• _TEXTO FORNECIDO_:
Símbolo do Jus.com.br Jus.com.br
Artigo Selo Verificado Destaque dos editores

Limites objetivos da coisa julgada

Agenda 06/10/2016 às 14:05

Estão implicitamente resolvidas todas as questões cuja solução é logicamente necessária para chegar à solução expressa na decisão. Se o juiz se pronuncia sobre a rescisão de um contrato, implicitamente vai decidir sob a sua validade.

I – Os motivos da sentença

Na conhecida lição de Enrico Tulio Liebman, exposta em sua obra “Eficácia e autoridade da Sentença”, só o comando concreto pronunciado pelo juiz torna-se imutável por força da coisa julgada.

A eficácia preclusiva da coisa julgada manifesta-se com o impedimento que surge com o trânsito em julgado, a discussão e apreciação das questões. Se a decisão é das que produzem coisa julgada formal (art. 267 do CPC), o efeito preclusivo fica no interior do processo. Se o efeito se projeta fora do processo, há coisa julgada material (art. 269 do CPC).

Para Paula Baptista, em seu “Compêndio de Teoria e Prática”, a coisa julgada restringe-se à parte dispositiva do julgamento e aos pontos aí discutidos e fielmente compreendidos com relação aos seus objetivos.

• _DADOS BRUTOS_:

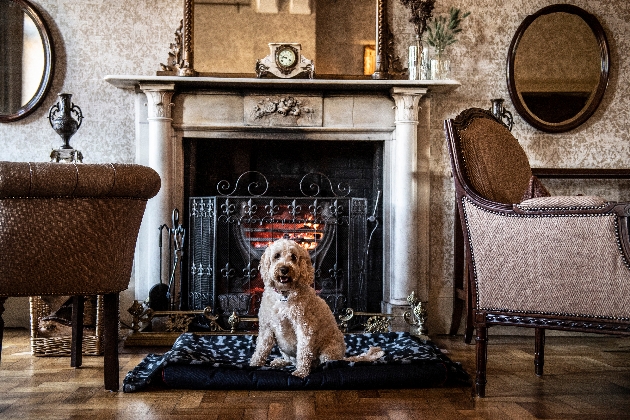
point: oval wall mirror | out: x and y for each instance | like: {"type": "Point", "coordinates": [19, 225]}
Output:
{"type": "Point", "coordinates": [26, 59]}
{"type": "Point", "coordinates": [557, 67]}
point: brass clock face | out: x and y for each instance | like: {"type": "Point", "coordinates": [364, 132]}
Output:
{"type": "Point", "coordinates": [286, 57]}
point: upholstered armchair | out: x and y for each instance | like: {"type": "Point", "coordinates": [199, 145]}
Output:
{"type": "Point", "coordinates": [71, 229]}
{"type": "Point", "coordinates": [533, 260]}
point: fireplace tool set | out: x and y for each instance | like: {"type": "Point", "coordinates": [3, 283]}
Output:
{"type": "Point", "coordinates": [167, 296]}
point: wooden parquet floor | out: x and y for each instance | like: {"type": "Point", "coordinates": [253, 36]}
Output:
{"type": "Point", "coordinates": [585, 378]}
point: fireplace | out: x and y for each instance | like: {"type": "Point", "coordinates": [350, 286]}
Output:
{"type": "Point", "coordinates": [174, 112]}
{"type": "Point", "coordinates": [229, 233]}
{"type": "Point", "coordinates": [242, 194]}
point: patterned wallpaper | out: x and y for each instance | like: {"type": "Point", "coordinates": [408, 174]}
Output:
{"type": "Point", "coordinates": [94, 38]}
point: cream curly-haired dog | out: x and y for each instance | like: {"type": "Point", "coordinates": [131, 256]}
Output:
{"type": "Point", "coordinates": [292, 316]}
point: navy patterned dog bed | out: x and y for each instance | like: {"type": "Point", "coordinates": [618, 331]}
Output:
{"type": "Point", "coordinates": [222, 362]}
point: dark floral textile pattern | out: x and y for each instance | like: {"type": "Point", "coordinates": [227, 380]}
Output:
{"type": "Point", "coordinates": [222, 362]}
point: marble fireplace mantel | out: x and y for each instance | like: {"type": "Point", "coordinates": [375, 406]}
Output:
{"type": "Point", "coordinates": [397, 112]}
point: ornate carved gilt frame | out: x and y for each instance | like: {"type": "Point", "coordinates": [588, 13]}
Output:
{"type": "Point", "coordinates": [181, 56]}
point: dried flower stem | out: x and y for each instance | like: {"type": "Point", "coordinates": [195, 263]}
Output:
{"type": "Point", "coordinates": [421, 12]}
{"type": "Point", "coordinates": [442, 32]}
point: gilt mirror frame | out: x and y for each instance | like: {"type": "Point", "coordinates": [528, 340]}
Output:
{"type": "Point", "coordinates": [597, 94]}
{"type": "Point", "coordinates": [182, 57]}
{"type": "Point", "coordinates": [49, 60]}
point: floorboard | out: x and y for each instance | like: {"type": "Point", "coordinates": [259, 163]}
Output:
{"type": "Point", "coordinates": [585, 377]}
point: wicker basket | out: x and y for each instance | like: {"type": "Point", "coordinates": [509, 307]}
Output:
{"type": "Point", "coordinates": [60, 346]}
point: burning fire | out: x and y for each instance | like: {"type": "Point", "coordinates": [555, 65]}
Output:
{"type": "Point", "coordinates": [307, 234]}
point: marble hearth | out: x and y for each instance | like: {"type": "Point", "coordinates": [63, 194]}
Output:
{"type": "Point", "coordinates": [396, 112]}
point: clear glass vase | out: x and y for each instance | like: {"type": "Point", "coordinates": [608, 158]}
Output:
{"type": "Point", "coordinates": [440, 67]}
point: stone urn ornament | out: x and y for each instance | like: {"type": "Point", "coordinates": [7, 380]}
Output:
{"type": "Point", "coordinates": [65, 118]}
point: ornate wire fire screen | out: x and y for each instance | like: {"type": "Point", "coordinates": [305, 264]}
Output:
{"type": "Point", "coordinates": [229, 233]}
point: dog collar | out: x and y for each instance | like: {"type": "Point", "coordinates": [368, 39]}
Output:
{"type": "Point", "coordinates": [284, 295]}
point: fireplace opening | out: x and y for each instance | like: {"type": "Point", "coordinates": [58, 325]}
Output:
{"type": "Point", "coordinates": [242, 194]}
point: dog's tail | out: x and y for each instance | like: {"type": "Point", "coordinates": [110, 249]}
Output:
{"type": "Point", "coordinates": [371, 355]}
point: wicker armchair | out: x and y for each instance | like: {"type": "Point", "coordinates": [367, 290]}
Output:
{"type": "Point", "coordinates": [71, 230]}
{"type": "Point", "coordinates": [533, 260]}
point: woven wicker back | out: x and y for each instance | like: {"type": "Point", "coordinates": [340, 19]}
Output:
{"type": "Point", "coordinates": [494, 162]}
{"type": "Point", "coordinates": [70, 229]}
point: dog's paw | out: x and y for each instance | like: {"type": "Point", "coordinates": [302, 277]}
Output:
{"type": "Point", "coordinates": [256, 362]}
{"type": "Point", "coordinates": [301, 373]}
{"type": "Point", "coordinates": [279, 362]}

• _TAREFAS PROPOSTAS_:
1. Responda com base no texto sobre os limites objetivos da coisa julgada:
(a) Em que obra Enrico Tulio Liebman expôs a lição citada?
(b) Qual artigo do CPC o texto associa à coisa julgada material?
(c) Segundo Paula Baptista, a que se restringe a coisa julgada?
2. Informe quantas linhas da listagem contêm a palavra "patterned". Dê apenas o número.
O texto e a listagem não têm relação entre si.

• _RESPOSTAS COMPLETAS_:
1.
(a) Em "Eficácia e autoridade da Sentença".
(b) O art. 269 do CPC.
(c) À parte dispositiva do julgamento e aos pontos aí discutidos e fielmente compreendidos com relação aos seus objetivos.

2. 2